[A block of data]

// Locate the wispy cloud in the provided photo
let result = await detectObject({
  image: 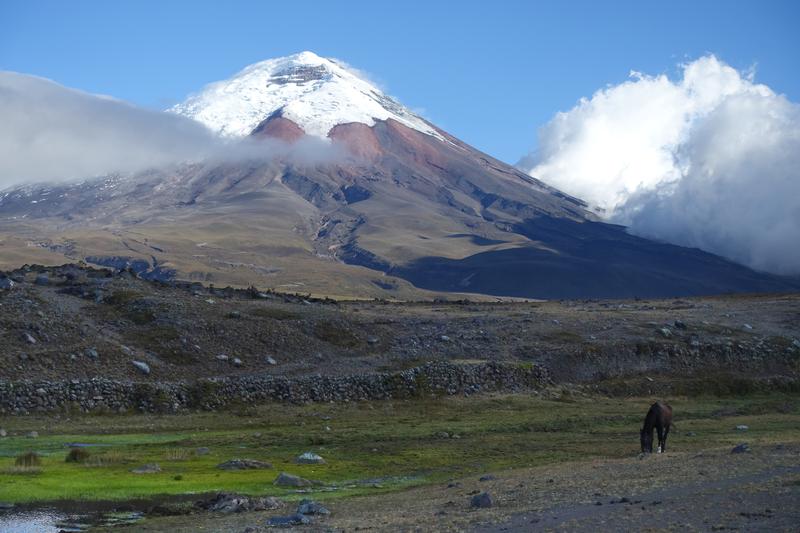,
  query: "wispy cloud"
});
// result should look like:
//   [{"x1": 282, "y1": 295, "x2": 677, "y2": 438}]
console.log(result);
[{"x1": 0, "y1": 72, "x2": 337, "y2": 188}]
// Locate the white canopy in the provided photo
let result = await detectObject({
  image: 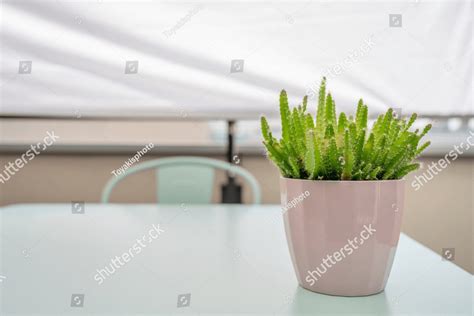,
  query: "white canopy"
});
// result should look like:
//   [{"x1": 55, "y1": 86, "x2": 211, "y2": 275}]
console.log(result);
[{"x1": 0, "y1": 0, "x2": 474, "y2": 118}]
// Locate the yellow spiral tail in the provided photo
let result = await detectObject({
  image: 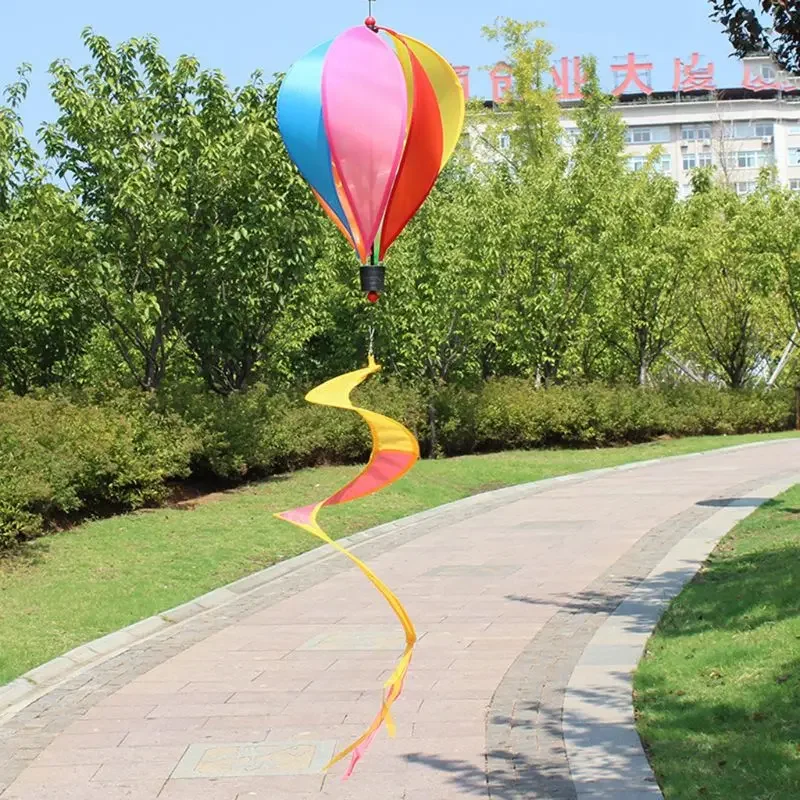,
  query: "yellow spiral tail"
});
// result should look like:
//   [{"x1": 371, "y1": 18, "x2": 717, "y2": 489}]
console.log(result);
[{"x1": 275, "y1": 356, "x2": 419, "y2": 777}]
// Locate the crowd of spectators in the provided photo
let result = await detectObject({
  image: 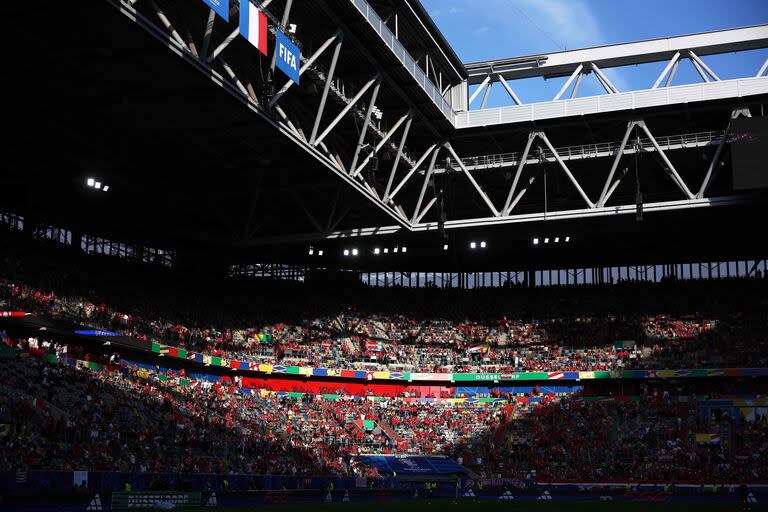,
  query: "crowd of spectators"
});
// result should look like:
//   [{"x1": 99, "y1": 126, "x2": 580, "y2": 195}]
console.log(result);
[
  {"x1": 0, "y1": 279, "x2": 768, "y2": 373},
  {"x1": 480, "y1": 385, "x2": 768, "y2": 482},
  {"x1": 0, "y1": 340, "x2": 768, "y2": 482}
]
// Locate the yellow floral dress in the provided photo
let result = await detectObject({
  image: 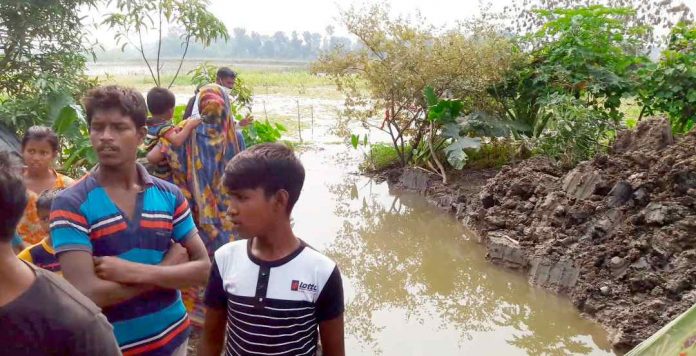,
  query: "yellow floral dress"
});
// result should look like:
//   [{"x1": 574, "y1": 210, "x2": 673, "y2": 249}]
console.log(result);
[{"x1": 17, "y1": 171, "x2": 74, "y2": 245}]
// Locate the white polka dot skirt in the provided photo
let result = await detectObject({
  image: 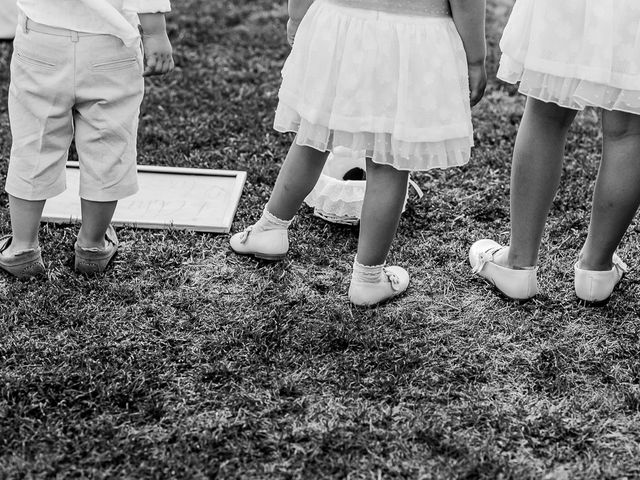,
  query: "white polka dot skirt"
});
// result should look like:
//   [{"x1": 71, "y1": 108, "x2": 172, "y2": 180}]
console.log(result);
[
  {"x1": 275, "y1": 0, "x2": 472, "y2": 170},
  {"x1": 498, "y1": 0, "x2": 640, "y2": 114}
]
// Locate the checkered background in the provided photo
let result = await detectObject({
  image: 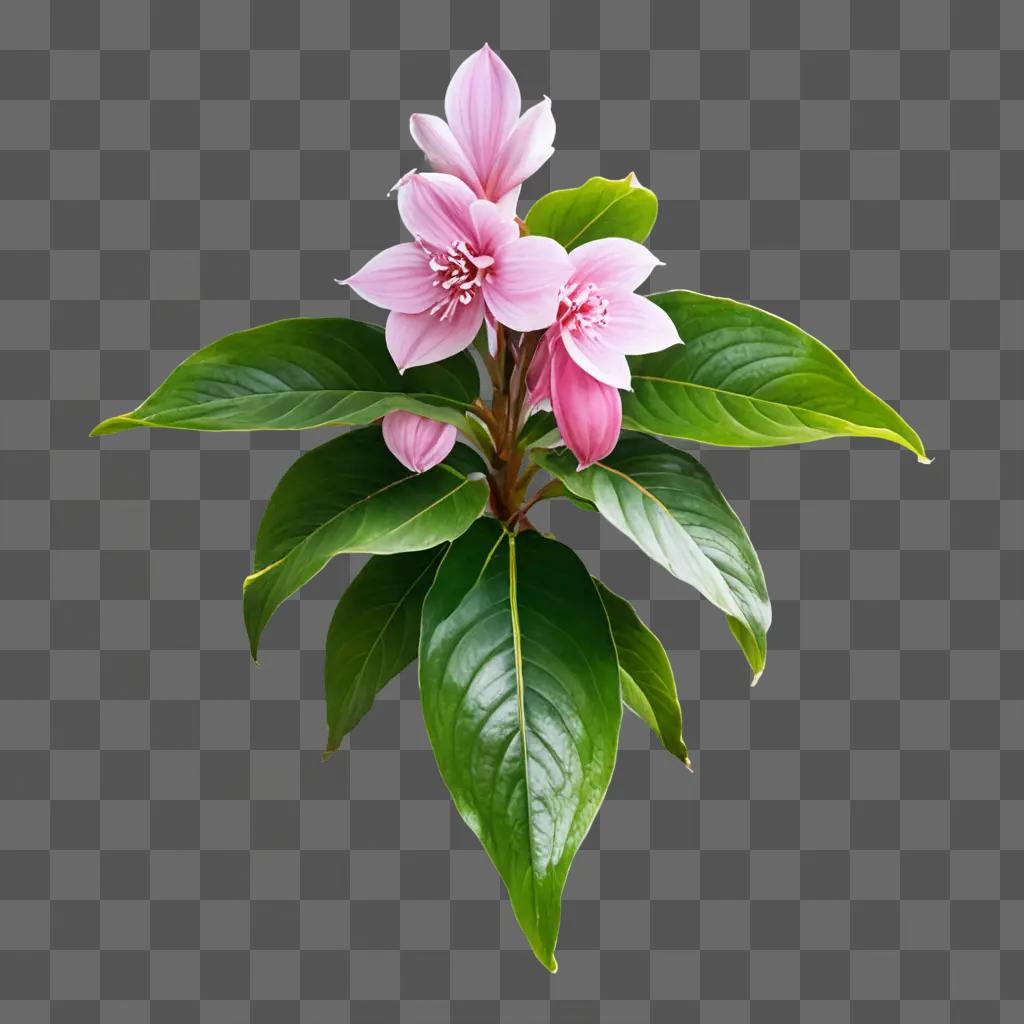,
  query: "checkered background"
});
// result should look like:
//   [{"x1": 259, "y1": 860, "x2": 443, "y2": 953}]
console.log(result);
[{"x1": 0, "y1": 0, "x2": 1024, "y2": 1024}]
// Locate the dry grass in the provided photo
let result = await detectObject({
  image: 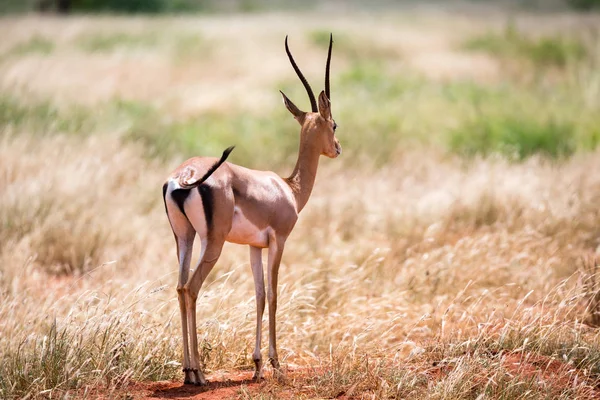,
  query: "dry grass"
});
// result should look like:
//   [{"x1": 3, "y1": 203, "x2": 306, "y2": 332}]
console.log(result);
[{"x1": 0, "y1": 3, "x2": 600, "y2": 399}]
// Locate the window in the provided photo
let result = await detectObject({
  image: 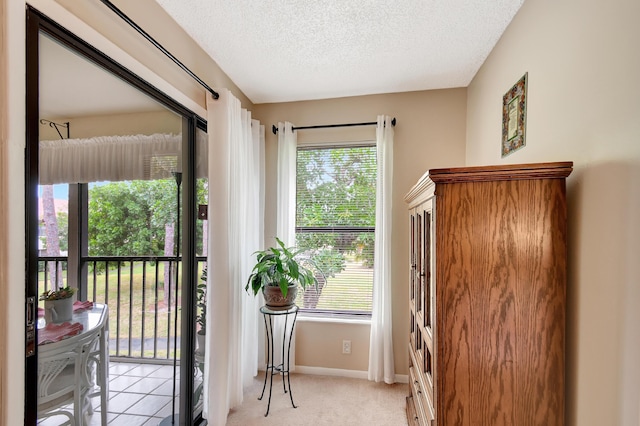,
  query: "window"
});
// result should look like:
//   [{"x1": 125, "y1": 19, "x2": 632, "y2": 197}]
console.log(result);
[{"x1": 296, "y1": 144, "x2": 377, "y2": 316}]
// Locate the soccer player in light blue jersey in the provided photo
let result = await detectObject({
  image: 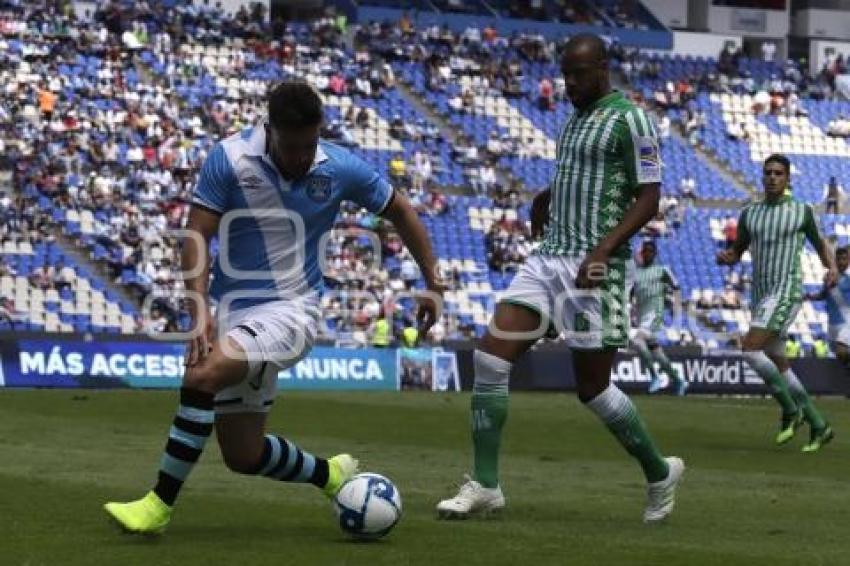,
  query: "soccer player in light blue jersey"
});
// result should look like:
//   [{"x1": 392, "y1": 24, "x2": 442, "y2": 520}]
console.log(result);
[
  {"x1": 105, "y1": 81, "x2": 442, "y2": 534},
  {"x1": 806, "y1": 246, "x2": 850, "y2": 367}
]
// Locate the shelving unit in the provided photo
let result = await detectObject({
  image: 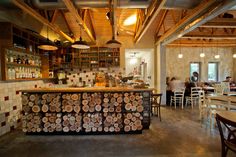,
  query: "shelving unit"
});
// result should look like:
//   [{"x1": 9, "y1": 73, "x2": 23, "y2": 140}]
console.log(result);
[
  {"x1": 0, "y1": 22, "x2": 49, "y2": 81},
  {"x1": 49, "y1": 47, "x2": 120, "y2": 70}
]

__WORK INSTRUCTIONS__. List each line in the material above that contains the string "player".

__PROBLEM SOLUTION__.
// Locate the soccer player in light blue jersey in the provided photo
  query: "soccer player in light blue jersey"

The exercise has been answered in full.